* **Text segment**:

++++

Raising Financially Responsible Kids
Admission No. 1: A couple of years ago, I chose not to give my kids allowance. My philosophy was simple. I didn't want them to obsess about money. If they needed something, my thinking went, their father and I would get it for them.
Clothes, shoes, supplies, fees, a little pocket cash, whatever they needed, we'd provide – within reason, of course. The choice not to give an allowance was directed at preserving childhood, at keeping the dark specter of materialism at bay, for as long as possible.
Admission No. 2: I was so wrong. In my philosophizing about providing for all their needs, I failed to account for their endless list of wants – a list that expanded at warp speed when the first kid hit double digits:
"Mom, I want to color my hair purple."
"I want an iPod!"
"Will you get me ..."
"Can I have ..."
"All my friends have one!"
Looking back, I recall that moment, ten years ago, when my then-3-year-old daughter had a nuclear meltdown in the back seat just as we passed our local shopping complex. I should have known then. My husband and I were perplexed at her desperate, screaming demand to "go in that store, NOW!" We eyeballed each other – what could she possibly want at 9:30 p.m.? So we asked her. In a wail that only a hysterical preschooler can muster, our sweet doe-eyed girl gave us a view into the future:
So here we are, in the face of a serious recession, trying to figure out allowances and kick-start a financial education for our 15- and 12 year-olds, all the while mourning the fact that idealism, in this case, was a poor sister to reality.

++++

* **Directive**:
In the text on raising financially responsible kids, what time was it when the 3-year-old daughter demanded to go into the store? Please answer in a few words.

* **Collected material**:
++++

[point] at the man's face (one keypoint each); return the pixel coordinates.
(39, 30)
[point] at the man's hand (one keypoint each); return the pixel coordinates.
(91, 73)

++++

* **Answer to this exercise**:
9:30 p.m.